> _Yang Perlu Dikerjakan_
(a) Menurut kutipan tentang kritik Sukamta, apa yang ditegaskan Menhub mengenai mudik dan pulang kampung?
(b) Lanjutkan kutipan tentang kritik Sukamta, mulai setelah kalimat terakhirnya.

> _Kutipan Teks_
Sukamta juga mengaku, tidak lupa dengan pernyataan Presiden Jokowi, yang dianulir oleh Menhub soal larangan mudik dan pulang kampung.
“Presiden Jokowi menyatakan bahwa yang dilarang mudik, sedangkan pulang kampung tidak dilarang. Menhub kemudian menegaskan bahwa mudik dan pulang kampung sama saja dilarang,” tutur Sukamta.
Dengan demikian, Sukamta mengatakan, bahwa masyarakat Indonesia telah disuguhi tontonan komunikasi yang kurang kompak untuk level negara.
“Kegaduhan elit tersebut berimbas kepada kegaduhan di masyarakat. Sementara kinerja menteri tidak jelas karena tertutup pernyataan kontroversi. Uniknya, isu-isu yang sudah bertebaran dan membuat kegaduhan publik itu kemudian “diselesaikan” oleh seorang menteri yang terkesan mengerjakan banyak urusan,” papar Sukamta.
Dokotr lulusan Inggris ini mencatat banyaknya hoaks yang muncul adalah imbas dari komunikasi politik pemerintah yang buruk.

> _Baris yang Disediakan_

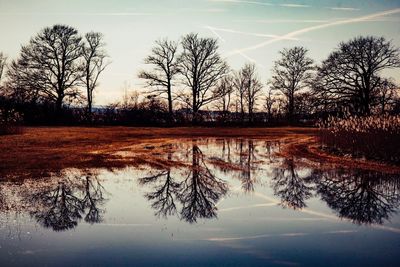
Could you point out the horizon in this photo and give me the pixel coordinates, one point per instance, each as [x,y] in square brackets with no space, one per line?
[247,31]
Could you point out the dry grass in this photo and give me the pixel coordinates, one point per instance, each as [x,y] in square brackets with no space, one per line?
[373,137]
[40,151]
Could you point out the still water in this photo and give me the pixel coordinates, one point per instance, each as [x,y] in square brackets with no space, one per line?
[222,202]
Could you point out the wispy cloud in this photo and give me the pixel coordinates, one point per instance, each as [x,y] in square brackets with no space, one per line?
[206,10]
[240,53]
[279,21]
[245,33]
[243,2]
[79,13]
[314,28]
[294,5]
[344,8]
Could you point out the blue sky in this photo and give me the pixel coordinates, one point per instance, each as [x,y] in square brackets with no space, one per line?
[247,30]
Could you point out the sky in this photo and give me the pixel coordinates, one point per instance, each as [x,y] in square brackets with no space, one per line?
[248,30]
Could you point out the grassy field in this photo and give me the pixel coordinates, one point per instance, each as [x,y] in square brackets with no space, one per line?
[39,151]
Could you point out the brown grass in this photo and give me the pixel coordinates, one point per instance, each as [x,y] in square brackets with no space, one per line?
[40,151]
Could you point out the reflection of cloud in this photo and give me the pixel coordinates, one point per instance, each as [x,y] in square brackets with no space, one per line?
[313,28]
[249,206]
[223,239]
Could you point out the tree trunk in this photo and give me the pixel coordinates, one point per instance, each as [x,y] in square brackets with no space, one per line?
[170,111]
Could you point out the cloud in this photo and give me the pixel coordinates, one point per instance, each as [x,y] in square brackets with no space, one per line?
[344,8]
[294,5]
[244,33]
[80,13]
[243,2]
[314,28]
[240,53]
[207,10]
[284,21]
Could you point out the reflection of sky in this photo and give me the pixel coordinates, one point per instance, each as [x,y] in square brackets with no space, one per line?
[252,229]
[130,28]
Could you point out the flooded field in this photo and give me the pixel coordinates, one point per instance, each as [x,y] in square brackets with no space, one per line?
[203,201]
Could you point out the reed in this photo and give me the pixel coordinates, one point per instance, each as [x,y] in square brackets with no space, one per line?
[372,137]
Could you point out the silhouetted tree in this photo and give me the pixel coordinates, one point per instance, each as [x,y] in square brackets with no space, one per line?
[225,89]
[3,63]
[269,103]
[94,63]
[386,95]
[240,90]
[350,76]
[252,88]
[165,64]
[291,73]
[202,67]
[50,65]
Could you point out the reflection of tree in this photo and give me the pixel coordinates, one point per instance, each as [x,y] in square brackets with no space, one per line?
[93,199]
[61,208]
[201,190]
[362,197]
[165,191]
[290,187]
[62,205]
[246,160]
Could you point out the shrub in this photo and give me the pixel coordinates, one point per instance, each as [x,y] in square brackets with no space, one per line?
[372,137]
[10,122]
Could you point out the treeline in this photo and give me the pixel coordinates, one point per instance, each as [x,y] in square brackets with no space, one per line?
[188,82]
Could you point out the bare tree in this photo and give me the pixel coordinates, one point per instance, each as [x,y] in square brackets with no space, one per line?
[202,67]
[350,74]
[252,87]
[386,94]
[50,65]
[94,57]
[225,89]
[165,66]
[3,63]
[291,73]
[269,102]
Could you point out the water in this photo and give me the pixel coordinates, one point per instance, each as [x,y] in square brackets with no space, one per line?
[224,202]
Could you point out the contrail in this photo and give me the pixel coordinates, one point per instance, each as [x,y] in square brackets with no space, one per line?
[213,29]
[240,53]
[243,2]
[313,28]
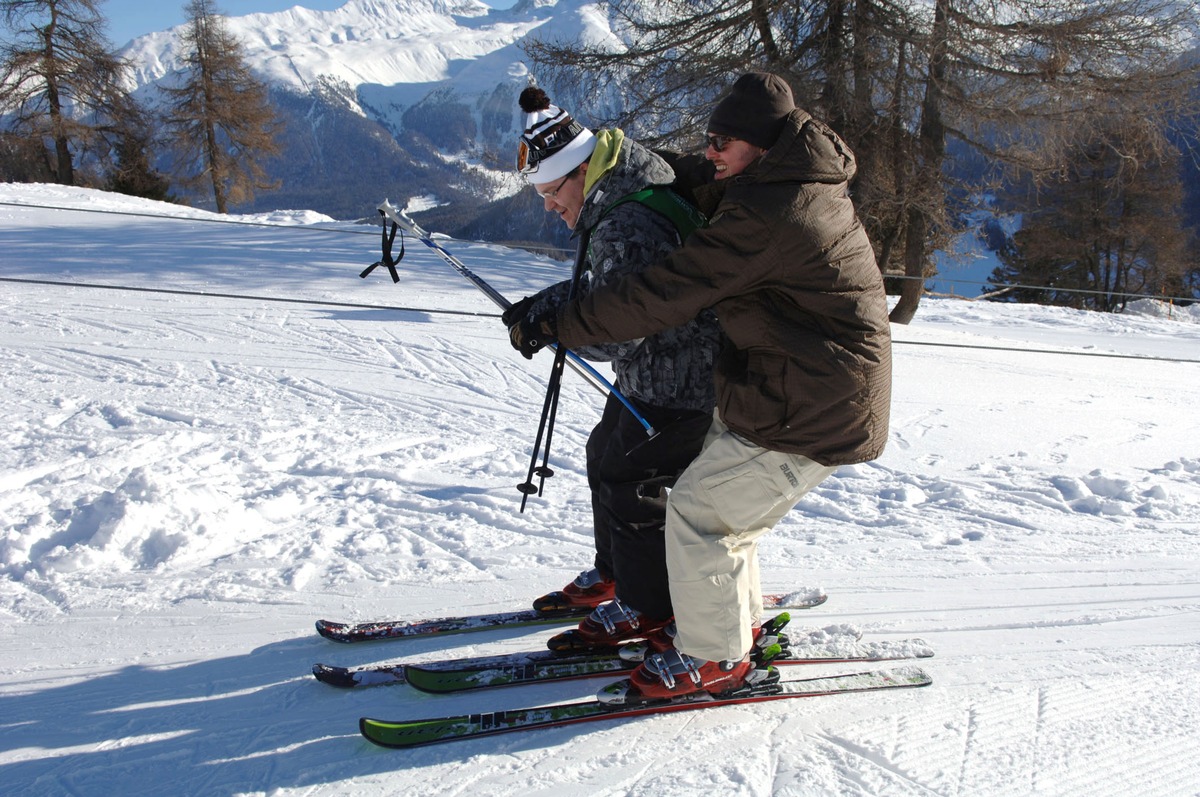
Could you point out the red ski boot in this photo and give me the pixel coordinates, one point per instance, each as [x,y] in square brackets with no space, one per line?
[588,591]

> _Jawaban Tiap Tugas_
(a) Menhub menegaskan bahwa mudik dan pulang kampung sama saja dilarang.

(b)
“Bisa jadi sumber hoaks adalah pemerintah sendiri karena menampakkan kesimpangsiuran informasi dan isu-isu kebijakan dengan pernyataan-pernyataan yang menimbulkan kegaduhan. Tapi anehnya justeru masyarakat yang dianggap sebagai sumber utama pembuat hoaks, dan terjadilah kriminalisasi rakyat dan tokoh masyarakat,” ungkap Wakil Ketua Fraksi PKS ini.
Dengan demikian, lanjut Sukamta, segenap permasalahan sedang mendera bangsa ini mulai dari bidang ekonomi, Indonesia resmi mengalami resesi ekonomi di kuartal III 2020 dengan mencatatkan pertumbuhan ekonomi minus 3,49%.
“Pertumbuhan ekonomi Indonesia di tahun 2020 turun drastis dan jauh dari target, yakni pada kuartal I hanya mencatat pertumbuhan 2,97% dan kuartal II minus 5,32%. Berdasar laporan Bank Dunia, Indonesia berada di peringkat ke-6 dengan jumlah utang luar negeri terbesar di dunia,” tutur Sukamta.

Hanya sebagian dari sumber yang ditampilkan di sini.